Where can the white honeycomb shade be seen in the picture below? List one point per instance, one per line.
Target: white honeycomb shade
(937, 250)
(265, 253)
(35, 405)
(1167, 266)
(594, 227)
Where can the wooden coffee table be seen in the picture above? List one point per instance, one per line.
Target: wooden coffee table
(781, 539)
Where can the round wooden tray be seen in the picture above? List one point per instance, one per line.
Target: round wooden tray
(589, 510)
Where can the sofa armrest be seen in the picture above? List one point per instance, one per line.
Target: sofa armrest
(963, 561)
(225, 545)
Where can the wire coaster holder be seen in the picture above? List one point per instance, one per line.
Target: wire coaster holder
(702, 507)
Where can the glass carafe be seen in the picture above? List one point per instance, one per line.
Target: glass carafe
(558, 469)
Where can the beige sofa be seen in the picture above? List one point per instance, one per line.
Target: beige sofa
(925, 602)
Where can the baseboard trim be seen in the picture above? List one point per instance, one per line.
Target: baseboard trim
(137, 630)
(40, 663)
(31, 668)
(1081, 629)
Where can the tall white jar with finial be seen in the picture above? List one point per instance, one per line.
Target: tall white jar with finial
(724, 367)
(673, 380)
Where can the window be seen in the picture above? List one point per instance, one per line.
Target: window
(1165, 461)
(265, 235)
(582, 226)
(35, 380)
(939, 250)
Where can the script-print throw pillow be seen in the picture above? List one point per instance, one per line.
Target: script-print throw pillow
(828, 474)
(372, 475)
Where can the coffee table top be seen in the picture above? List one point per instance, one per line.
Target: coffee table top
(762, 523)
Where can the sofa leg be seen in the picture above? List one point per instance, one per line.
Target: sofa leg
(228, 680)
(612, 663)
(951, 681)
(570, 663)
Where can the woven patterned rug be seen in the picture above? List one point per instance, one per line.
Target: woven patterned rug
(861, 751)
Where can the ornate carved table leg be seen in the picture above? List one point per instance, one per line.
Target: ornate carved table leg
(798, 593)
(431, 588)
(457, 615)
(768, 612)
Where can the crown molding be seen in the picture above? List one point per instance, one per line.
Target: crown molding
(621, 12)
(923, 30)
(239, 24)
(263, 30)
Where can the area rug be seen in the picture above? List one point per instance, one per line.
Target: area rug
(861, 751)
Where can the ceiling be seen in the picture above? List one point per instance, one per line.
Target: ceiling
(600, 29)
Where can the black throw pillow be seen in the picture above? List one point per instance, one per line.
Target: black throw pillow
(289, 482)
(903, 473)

## Your objective
Rewrite all the entries above, substituting "cushion" for every occurrence of "throw pillow" and keeping everything else the same.

## Task result
Where can the white honeycomb shade be seen in the picture below? List one point per instance, one per line.
Target: white honeycomb shade
(937, 250)
(265, 253)
(35, 405)
(1167, 266)
(594, 227)
Where can the wooden coffee table be seen in the picture above? List one point per instance, one per line.
Target: wooden coffee table
(781, 539)
Where can the round wooden tray be seen in the picture above? List one point per instance, one per line.
Target: round wooden tray
(589, 510)
Where can the sofa armrest be seen in the picture above? List one point per instance, one per line.
Target: sofa armrest
(963, 561)
(225, 545)
Where can the wire coaster holder be seen in the picture above? List one point per instance, one per line.
Target: wire coaster holder
(702, 507)
Where can the glass carafe be seen in the picture above? List one point per instance, one per line.
Target: glass carafe
(558, 469)
Where can the beige sofa be seen in the picture above? List one point per instance, one per line.
Target: beige sofa
(925, 602)
Where can the baseboard trim be seen in the picture above? List one point per instance, one per line.
Target: baseboard trim
(137, 630)
(40, 663)
(31, 668)
(1081, 629)
Where can the tall white jar with finial be seen in the picture above? List one point per instance, one per line.
Target: tall white jar with finial
(724, 367)
(673, 380)
Where can the window be seen in the picture above? List one point per instance, one per line.
Target: window
(1165, 461)
(265, 235)
(582, 226)
(35, 380)
(939, 250)
Where can the script-print cushion be seen in the picture above? List one point per instance, one per line.
Target: script-print cushion
(828, 474)
(372, 475)
Where can the coffee table top be seen in the picture above? List one point per instance, one per line.
Target: coffee table top
(762, 523)
Where can the sofa leg be seen in the picture above? List one point per instance, one per line.
Target: sofa leg
(228, 680)
(612, 663)
(951, 681)
(570, 663)
Where can the woven patterned rug be seen in the picture above? List one point per instance, one per line.
Target: woven patterned rug
(861, 751)
Where can the ornate carved table leg be seen in the picture above? List one point per instance, one per line.
Target: ornate carved table leg
(798, 593)
(431, 588)
(457, 615)
(768, 612)
Where can the crown molding be seen in the picture above? List one point per instance, one per line.
Target: crown molding
(621, 12)
(923, 30)
(239, 24)
(263, 30)
Where can the area rug be seen in the picture above? List one point per instance, one per line.
Target: area rug
(861, 751)
Where can the ceiling be seen in the picture above? List one point per instance, one per line.
Target: ceiling
(600, 29)
Where can the black cushion be seen in the picture above? List one point per instance, one per line.
Target: black cushion
(289, 482)
(903, 473)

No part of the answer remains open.